*Supplied text:*
####

Posts filed under ‘ProTips’

How to Buy the Right Shoes for Your Feet

Considering how much time you spend wearing shoes, how much time have you spent understanding what’s unique about your feet?

Unless you’re an avid runner or maybe work at a shoe store, you probably don’t know how to buy shoes that compliment your feet and the way you use them. It can be hard enough to find a shoe that looks good, fits on your foot and feels comfortable, but it takes even more to find a pair that fits your arch and the angle of your ankles. But there is a way.

Even if you don’t run, you can still benefit from buying the right running (or walking) shoes — especially if you spend a lot of time on your feet at work or at play.

For example, the only “running” I do is running errands, but I often wear running shoes because they’re comfortable and lightweight. With the right shoes, there is less stress on your feet, ankles, knees and hips.

When you walk, the heel of your foot will touch the ground first and as you roll your foot forward, your weight will be transferred to the front of your foot. Depending on the angle of your foot, you may be putting more weight on the inside or outside of your foot. Doing that hundreds or thousands of times a day can lead to pain and discomfort in your feet and other parts of your body.

If your hips, knees or ankles produce external rotation, you will be more likely to angle your feet as you walk (known as pronation of the foot). Your shoes can compensate for natural irregularities or make them worse and that’s why it’s important to get the right shoes.

####

*Problem details:*
Extract from the shoe-buying post the passage between "For example, the" and "knees and hips.", inclusive, copying it word for word.

*Dataset excerpt:*
####

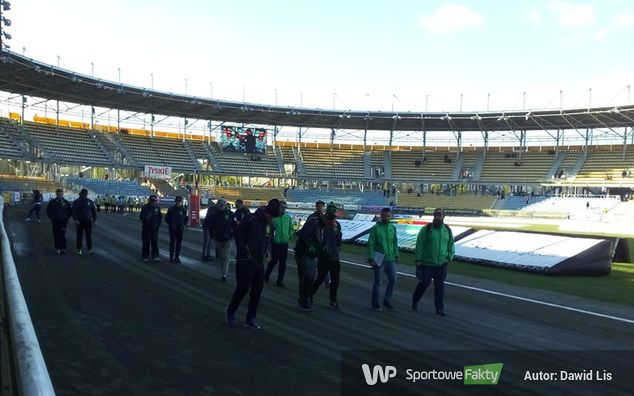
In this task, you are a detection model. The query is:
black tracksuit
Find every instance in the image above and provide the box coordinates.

####

*The result:*
For example, the only “running” I do is running errands, but I often wear running shoes because they’re comfortable and lightweight. With the right shoes, there is less stress on your feet, ankles, knees and hips.